> [Selected extract]
==*==

Unfortunately it ended NYE @ midnight.


----------



## Triple8Sol

Got it! Excited to try it out in the pow this weekend!


----------



## sabatoa

I dig the design


----------



## Decade190

Triple8Sol said:


> Got it! Excited to try it out in the pow this weekend!


Drop a comparison between this and the proto hd could you? 
Cheers!


----------



## Eat Sleep Shred

I picked up one a local shop, they only stocked one and it was in my size. I tell ya, it's a looker for sure.


----------



## SnowDogWax

*RipSaw*



Eat Sleep Shred said:


> I picked up one a local shop, they only stocked one and it was in my size. I tell ya, it's a looker for sure.


Got a 159 RipSaw on it for two days wow love this board, best board period.


----------



## Triple8Sol

Boardinsiders did their usual flex test on it, but the guy does a good job of explaining how the board feels:

Never Summer Ripsaw CR Flex Test - Board Insiders & Mt.HoodRiders.com (Extended Cut) - YouTube


----------



## 22140

I have a chance to swap my Proto 158 HDX for a Ripsaw 159. I used the Proto with Kaiju boot size 13. My stance is 23" duck +15 -15. I've just bought a TM-Two boot size 12 which is roughly 7mm smaller than my Kaiju. The width difference at the inserts between the boards is also 7mm. Do you think that 3/4" overhang is still ok? Shall I take the Ripsaw or leave it? Unfortunately I cannot take it out and test it because no snow around here. I have to make a decision.

==*==

> [Dataset content]
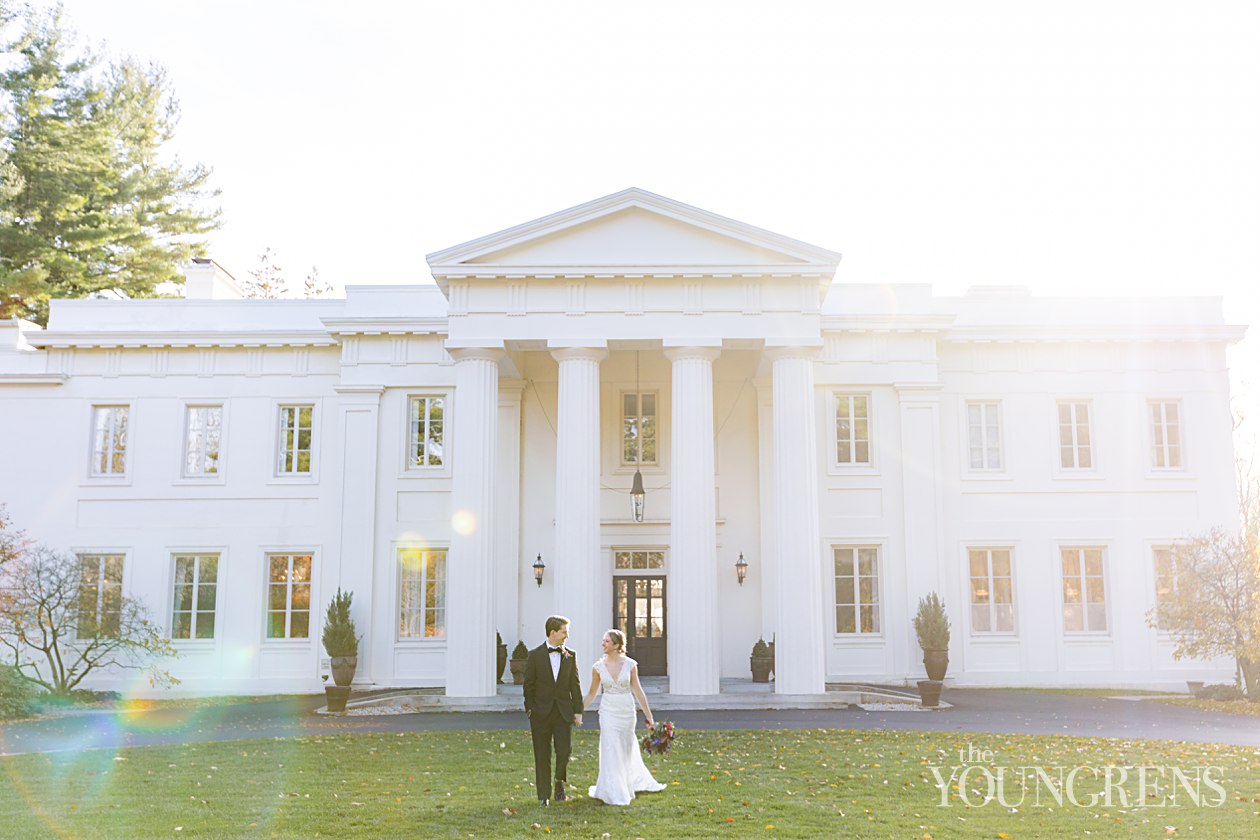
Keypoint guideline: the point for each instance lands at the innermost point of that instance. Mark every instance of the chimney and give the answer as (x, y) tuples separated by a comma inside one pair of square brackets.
[(207, 280)]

==*==

> [Work to do]
A. Answer these questions from the snowboard forum thread:
(i) What length of RipSaw did SnowDogWax ride, and for how many days?
(ii) What boot and size did 22140 use with the Proto?
(iii) Where did Eat Sleep Shred pick up the board?
B. Translate this sentence from the snowboard forum thread into Spanish: "The width difference at the inserts between the boards is also 7mm."
C. Copy the part of the snowboard forum thread starting at "Never Summer Ripsaw" and ending at "make a decision.".
The listing has no connection to the snowboard forum thread.

> [Solutions by task]
A.
(i) A 159, for two days.
(ii) The Kaiju boot in size 13.
(iii) At a local shop.

B. La diferencia de anchura en los insertos entre las tablas también es de 7 mm.

C.
Never Summer Ripsaw CR Flex Test - Board Insiders & Mt.HoodRiders.com (Extended Cut) - YouTube


----------



## 22140

I have a chance to swap my Proto 158 HDX for a Ripsaw 159. I used the Proto with Kaiju boot size 13. My stance is 23" duck +15 -15. I've just bought a TM-Two boot size 12 which is roughly 7mm smaller than my Kaiju. The width difference at the inserts between the boards is also 7mm. Do you think that 3/4" overhang is still ok? Shall I take the Ripsaw or leave it? Unfortunately I cannot take it out and test it because no snow around here. I have to make a decision.